• Consignes:
a) Dans le passage sur le contrat entre la commune de Presles et la société Ykha Standing Home, que répondez-vous à ces questions ?
(i) Quel intitulé portait le contrat conclu le 26 septembre 2016 ?
(ii) Selon la cour, quel principe ce contrat méconnaissait-il par son objet même ?
(iii) De quel vice l'arrêt est-il entaché du fait que la cour s'est fondée sur le seul motif que le contrat portait sur une dépendance du domaine public ?
b) Pouvez-vous poursuivre le passage sur le contrat entre la commune de Presles et la société Ykha Standing Home à partir de l'endroit où il s'arrête ?
═══ Texte source
5. La cour a relevé que le contrat conclu le 26 septembre 2016 entre la commune de Presles et la société Ykha Standing Home s'intitulait " mandat de vente " et en a déduit que, dès lors qu'il portait sur un bien relevant du domaine public, il méconnaissait, par son objet même, le principe d'inaliénabilité du domaine public, ce qui faisait obstacle à ce que le litige relatif à son exécution puisse être réglé sur le terrain de la responsabilité contractuelle. En statuant ainsi, alors qu'il ressortait des stipulations de ce contrat qu'il revêtait le caractère d'un mandat de recherche d'acquéreurs au sens des dispositions mentionnées au point 3, elle a entaché son arrêt de dénaturation. Elle l'a en outre entaché d'erreur de droit en se fondant, pour juger qu'il y avait lieu d'écarter le contrat, sur le seul motif qu'il portait sur une dépendance du domaine public, sans rechercher s'il autorisait la société Ykha Standing Home à accomplir des actes de disposition pour le compte de la commune.
══════
═══ Matériel fourni
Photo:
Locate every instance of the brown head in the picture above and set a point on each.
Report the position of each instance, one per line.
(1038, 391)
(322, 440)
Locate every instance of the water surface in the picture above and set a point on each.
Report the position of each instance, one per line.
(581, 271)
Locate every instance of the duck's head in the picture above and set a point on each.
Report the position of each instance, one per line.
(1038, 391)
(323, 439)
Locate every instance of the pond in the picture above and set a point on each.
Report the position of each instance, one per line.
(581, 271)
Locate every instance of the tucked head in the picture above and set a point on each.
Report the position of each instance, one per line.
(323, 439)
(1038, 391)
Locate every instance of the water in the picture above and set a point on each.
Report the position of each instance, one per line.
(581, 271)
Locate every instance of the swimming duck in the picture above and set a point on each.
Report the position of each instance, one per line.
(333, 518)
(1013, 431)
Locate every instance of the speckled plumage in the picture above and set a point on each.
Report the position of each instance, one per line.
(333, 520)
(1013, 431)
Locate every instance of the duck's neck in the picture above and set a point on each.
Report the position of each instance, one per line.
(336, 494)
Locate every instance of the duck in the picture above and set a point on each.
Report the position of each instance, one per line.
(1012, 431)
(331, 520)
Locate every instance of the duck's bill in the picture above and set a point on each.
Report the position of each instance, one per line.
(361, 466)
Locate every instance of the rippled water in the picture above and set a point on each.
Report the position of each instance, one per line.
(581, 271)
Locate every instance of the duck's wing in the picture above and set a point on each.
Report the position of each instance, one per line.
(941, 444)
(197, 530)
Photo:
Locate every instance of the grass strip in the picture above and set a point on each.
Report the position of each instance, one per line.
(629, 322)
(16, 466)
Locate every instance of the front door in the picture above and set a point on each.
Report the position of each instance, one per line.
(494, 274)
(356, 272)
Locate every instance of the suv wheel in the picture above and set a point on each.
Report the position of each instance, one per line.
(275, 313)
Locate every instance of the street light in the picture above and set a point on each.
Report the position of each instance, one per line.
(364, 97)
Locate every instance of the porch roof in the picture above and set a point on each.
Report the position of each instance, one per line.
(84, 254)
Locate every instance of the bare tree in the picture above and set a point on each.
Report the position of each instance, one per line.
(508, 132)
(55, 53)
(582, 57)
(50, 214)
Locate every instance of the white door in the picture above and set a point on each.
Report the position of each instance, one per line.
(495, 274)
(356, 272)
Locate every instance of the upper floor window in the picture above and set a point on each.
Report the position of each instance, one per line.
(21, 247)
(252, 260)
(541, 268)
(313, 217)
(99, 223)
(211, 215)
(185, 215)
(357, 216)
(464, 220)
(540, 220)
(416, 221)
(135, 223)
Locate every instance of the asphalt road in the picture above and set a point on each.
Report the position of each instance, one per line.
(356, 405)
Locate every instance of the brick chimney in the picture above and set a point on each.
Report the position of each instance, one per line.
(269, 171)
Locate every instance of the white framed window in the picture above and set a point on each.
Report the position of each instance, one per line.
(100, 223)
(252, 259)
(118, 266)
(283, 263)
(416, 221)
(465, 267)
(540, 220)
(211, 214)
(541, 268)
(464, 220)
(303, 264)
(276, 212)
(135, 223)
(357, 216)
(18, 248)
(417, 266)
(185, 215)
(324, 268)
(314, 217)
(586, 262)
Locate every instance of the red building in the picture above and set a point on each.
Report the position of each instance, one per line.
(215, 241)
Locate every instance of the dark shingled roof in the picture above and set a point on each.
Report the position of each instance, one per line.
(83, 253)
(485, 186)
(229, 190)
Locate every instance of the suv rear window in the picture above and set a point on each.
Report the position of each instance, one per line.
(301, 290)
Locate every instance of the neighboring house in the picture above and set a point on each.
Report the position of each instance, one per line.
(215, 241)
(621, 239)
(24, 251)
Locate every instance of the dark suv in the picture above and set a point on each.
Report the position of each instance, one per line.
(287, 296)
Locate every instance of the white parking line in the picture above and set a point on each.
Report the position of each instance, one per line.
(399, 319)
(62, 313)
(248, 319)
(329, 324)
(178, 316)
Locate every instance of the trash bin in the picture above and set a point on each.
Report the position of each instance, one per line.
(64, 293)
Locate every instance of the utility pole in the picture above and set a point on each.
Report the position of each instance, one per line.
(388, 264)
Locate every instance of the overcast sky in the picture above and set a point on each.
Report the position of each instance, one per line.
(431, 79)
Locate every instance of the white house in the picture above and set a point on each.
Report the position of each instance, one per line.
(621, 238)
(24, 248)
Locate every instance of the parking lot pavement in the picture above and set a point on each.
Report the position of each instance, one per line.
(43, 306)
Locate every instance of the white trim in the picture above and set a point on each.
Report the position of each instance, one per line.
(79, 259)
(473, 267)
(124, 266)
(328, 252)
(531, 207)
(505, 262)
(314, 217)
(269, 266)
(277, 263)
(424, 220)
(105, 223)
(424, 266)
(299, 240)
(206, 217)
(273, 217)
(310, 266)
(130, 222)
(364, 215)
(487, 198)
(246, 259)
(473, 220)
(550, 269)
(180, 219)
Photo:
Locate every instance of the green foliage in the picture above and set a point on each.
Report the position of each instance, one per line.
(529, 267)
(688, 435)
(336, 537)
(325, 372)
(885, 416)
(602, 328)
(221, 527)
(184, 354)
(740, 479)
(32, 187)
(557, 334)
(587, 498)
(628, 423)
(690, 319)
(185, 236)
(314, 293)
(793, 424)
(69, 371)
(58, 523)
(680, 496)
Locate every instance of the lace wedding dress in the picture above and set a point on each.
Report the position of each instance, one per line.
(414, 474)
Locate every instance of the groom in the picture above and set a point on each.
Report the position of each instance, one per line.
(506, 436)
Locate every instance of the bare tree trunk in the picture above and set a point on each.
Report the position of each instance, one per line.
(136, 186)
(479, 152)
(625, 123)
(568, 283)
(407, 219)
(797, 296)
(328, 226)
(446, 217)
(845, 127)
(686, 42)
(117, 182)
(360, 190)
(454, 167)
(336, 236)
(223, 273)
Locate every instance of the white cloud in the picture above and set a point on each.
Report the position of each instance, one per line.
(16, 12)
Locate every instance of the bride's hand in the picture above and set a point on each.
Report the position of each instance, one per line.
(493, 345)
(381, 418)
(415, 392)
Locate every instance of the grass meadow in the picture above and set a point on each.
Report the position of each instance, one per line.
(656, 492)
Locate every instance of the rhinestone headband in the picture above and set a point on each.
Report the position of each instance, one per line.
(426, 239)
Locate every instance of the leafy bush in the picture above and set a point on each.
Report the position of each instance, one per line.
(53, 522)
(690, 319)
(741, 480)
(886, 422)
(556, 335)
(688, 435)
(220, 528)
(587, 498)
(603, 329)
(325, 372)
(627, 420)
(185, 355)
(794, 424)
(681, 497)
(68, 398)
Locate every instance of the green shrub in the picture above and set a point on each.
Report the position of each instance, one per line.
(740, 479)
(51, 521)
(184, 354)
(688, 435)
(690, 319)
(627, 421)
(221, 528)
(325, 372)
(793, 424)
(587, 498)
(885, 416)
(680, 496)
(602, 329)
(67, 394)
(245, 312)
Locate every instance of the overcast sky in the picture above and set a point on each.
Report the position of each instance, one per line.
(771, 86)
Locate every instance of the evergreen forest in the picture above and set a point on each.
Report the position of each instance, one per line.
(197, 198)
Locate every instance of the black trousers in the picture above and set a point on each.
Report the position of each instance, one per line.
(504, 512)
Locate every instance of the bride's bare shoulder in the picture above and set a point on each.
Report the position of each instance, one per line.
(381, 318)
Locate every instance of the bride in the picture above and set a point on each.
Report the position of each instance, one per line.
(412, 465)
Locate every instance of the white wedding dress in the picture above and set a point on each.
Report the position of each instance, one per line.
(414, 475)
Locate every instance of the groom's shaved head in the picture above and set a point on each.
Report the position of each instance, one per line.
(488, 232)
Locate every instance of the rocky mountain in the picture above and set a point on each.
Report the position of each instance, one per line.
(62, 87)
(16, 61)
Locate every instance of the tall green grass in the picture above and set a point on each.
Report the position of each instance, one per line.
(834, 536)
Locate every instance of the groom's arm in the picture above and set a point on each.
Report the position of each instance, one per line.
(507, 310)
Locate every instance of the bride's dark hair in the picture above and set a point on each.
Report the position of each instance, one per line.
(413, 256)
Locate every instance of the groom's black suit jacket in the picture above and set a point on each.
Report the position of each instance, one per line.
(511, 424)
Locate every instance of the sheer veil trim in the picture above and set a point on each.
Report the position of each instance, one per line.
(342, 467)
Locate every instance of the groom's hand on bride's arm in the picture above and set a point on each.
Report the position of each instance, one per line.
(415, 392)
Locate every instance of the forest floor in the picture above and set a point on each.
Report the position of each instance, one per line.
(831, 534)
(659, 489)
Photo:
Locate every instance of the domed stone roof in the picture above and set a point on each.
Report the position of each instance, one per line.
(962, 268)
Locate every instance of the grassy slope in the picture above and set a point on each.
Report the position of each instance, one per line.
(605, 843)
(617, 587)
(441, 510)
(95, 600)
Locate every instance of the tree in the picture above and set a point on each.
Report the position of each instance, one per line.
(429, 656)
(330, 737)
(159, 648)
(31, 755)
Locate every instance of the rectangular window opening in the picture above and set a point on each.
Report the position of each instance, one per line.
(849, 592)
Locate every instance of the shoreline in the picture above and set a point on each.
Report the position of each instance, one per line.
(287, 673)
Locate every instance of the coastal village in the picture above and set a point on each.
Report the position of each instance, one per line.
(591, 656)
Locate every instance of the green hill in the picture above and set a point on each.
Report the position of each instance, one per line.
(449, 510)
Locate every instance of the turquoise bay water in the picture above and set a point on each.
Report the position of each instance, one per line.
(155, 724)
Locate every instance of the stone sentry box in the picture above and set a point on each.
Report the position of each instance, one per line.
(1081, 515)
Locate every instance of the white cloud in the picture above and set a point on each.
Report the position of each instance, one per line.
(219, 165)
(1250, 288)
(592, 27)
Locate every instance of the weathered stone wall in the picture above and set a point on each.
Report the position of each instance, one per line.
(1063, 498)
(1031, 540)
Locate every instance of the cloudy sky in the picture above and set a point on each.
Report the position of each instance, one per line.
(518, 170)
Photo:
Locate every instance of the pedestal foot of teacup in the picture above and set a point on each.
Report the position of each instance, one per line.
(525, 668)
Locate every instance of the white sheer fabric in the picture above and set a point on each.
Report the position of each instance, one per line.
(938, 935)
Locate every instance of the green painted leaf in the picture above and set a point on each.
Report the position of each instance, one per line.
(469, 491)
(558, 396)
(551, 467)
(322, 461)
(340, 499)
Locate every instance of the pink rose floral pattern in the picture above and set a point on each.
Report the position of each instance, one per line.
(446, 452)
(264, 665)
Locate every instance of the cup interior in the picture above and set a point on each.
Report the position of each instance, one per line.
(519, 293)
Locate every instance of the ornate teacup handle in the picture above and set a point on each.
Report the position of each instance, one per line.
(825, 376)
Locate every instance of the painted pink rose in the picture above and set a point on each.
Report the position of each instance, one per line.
══════
• Réponses:
a)
(i) « mandat de vente »
(ii) Le principe d'inaliénabilité du domaine public.
(iii) D'une erreur de droit.

b)
6. Il résulte de ce qui précède que la société Ykha Standing Home est fondée à demander, pour ces motifs, l'annulation de l'arrêt qu'elle attaque, sans qu'il soit besoin de se prononcer sur les autres moyens de son pourvoi.

7. Il y a lieu, dans les circonstances de l'espèce, de mettre à la charge de la commune de Presles la somme de 3 000 euros demandée par la société Ykha Standing Home au titre de l'article L. 761-1 du code de justice administrative.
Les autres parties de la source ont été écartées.